[Provided information]

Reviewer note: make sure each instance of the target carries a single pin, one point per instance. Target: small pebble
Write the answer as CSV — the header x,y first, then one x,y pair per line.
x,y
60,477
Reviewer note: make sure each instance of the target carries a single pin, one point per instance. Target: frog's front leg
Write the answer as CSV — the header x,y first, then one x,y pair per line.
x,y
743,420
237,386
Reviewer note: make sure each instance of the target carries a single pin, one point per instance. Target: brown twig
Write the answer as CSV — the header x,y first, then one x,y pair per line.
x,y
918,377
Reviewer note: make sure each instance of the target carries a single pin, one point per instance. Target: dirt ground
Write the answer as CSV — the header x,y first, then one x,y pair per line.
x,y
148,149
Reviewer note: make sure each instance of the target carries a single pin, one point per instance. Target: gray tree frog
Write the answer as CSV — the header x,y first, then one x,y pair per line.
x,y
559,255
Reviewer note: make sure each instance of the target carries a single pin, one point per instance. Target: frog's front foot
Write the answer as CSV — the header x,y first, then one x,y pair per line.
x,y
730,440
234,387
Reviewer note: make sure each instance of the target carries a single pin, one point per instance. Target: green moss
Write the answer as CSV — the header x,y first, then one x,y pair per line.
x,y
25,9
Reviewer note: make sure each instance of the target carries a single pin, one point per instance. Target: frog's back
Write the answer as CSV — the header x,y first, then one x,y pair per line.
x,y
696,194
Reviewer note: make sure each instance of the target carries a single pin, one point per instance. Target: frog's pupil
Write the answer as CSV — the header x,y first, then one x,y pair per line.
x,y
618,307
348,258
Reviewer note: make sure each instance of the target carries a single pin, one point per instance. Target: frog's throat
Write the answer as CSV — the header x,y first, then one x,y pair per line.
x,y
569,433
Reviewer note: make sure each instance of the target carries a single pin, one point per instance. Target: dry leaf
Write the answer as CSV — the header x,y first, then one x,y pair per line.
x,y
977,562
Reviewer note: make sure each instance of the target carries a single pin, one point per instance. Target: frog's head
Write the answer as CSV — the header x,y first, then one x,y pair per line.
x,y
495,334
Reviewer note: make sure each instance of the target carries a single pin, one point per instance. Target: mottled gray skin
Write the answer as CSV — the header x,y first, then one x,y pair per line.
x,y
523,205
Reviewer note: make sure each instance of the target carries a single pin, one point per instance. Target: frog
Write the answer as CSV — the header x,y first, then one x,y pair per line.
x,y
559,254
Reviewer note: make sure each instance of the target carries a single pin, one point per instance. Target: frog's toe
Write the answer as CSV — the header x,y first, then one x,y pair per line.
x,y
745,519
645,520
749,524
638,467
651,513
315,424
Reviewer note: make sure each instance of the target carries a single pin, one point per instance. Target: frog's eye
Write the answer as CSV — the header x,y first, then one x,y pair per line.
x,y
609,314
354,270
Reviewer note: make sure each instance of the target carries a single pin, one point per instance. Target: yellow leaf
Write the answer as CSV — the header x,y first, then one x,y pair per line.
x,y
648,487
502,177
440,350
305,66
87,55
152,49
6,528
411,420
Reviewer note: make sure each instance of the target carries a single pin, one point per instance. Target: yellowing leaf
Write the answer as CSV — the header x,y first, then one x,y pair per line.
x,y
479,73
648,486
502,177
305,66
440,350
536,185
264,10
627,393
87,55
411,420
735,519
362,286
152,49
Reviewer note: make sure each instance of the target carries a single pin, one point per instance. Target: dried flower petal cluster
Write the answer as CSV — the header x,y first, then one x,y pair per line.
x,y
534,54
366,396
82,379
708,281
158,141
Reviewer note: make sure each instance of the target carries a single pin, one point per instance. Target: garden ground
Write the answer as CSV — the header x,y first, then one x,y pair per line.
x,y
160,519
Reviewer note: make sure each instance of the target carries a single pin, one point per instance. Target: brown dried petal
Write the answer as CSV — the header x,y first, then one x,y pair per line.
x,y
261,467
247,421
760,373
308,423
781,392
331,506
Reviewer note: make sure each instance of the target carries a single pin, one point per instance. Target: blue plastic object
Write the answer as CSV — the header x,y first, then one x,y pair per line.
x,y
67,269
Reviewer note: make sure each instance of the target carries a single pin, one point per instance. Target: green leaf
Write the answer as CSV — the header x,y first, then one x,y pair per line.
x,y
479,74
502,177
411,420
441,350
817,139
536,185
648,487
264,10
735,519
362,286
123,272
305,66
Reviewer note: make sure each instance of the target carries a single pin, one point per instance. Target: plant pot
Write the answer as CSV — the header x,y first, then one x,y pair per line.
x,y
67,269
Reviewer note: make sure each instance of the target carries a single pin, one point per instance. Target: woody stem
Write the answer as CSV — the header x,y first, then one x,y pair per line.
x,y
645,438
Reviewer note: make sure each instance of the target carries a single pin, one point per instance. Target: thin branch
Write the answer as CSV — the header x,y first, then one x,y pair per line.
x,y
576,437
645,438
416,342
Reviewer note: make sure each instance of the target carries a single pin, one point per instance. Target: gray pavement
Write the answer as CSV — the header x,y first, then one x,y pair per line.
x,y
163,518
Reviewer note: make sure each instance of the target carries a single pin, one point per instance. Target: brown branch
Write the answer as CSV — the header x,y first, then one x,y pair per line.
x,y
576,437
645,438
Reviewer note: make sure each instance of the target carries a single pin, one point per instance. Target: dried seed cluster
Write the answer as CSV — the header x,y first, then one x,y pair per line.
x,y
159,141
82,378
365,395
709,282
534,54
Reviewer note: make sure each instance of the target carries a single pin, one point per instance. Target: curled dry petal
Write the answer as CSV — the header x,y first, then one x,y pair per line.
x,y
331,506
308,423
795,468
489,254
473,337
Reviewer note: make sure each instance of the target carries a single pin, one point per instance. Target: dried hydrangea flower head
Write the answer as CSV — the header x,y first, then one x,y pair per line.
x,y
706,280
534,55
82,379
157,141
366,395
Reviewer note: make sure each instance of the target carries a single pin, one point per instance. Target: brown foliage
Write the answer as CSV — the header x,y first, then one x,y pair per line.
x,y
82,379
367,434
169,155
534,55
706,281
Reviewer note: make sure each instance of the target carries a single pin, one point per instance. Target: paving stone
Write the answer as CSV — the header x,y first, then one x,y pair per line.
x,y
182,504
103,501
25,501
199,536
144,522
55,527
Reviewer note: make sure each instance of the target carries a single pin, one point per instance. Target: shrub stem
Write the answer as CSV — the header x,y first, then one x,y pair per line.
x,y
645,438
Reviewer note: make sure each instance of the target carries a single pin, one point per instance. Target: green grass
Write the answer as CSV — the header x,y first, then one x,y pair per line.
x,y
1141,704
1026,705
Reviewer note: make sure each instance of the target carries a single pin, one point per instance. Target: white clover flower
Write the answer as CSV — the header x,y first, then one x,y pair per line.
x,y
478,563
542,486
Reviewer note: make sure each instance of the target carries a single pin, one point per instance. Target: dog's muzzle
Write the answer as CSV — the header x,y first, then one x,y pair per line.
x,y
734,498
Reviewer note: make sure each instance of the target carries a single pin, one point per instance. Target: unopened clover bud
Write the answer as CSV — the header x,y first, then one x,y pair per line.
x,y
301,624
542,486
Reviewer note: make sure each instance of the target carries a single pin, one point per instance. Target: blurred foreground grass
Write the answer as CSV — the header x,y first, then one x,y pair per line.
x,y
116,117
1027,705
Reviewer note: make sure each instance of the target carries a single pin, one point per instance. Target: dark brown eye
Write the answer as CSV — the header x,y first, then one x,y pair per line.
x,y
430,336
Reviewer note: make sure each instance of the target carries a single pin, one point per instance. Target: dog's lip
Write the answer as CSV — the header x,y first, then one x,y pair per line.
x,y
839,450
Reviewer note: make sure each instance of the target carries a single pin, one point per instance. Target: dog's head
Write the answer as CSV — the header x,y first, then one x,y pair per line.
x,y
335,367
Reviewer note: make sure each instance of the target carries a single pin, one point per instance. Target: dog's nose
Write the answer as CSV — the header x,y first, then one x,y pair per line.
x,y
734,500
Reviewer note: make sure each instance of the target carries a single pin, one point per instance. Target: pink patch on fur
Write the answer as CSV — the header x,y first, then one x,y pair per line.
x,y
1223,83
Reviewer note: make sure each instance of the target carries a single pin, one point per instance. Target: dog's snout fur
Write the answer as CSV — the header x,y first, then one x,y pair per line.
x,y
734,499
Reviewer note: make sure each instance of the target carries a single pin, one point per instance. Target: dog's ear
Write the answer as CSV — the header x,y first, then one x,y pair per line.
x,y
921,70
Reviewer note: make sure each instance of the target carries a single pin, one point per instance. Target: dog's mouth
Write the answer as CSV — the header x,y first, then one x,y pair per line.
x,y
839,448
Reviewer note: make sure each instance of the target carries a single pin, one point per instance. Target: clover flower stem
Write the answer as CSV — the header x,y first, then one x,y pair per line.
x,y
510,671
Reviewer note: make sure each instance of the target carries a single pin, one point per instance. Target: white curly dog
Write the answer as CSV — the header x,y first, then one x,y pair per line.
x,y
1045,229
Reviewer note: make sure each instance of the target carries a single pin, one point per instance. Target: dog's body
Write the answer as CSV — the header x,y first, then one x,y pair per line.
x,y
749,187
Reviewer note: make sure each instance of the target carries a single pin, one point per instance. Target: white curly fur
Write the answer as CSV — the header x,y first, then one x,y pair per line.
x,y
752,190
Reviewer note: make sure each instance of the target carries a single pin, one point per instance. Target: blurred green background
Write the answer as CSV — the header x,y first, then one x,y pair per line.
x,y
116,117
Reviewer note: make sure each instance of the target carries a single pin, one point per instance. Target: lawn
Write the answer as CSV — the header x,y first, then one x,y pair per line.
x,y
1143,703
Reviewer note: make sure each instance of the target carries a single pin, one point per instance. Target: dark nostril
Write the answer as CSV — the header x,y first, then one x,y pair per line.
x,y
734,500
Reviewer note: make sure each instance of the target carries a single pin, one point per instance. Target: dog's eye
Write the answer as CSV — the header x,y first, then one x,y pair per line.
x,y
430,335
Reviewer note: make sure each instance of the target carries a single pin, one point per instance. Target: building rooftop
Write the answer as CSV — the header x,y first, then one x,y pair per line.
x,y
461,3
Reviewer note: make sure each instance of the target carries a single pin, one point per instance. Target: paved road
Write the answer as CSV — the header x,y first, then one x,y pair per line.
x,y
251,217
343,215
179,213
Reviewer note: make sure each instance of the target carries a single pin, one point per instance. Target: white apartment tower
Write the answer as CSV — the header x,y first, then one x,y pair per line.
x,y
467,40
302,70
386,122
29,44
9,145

[Set task]
Copy the items word for word, starting with the line that contains "Target: paved road" and going on through the last line of the items.

[Written answer]
Reviewer note: make sure each instance of the target carries a single pin, one point per instance. Target: paved road
Write the answer as CSV — the header x,y first, then one x,y pair per line.
x,y
251,217
343,215
179,213
Reviewer note: make sure each instance of the target carries a single pin, one point per instance. Target: white apartment tower
Write the answer as CSV — the header x,y first, then one x,y pair per line.
x,y
467,40
302,70
386,122
29,44
9,145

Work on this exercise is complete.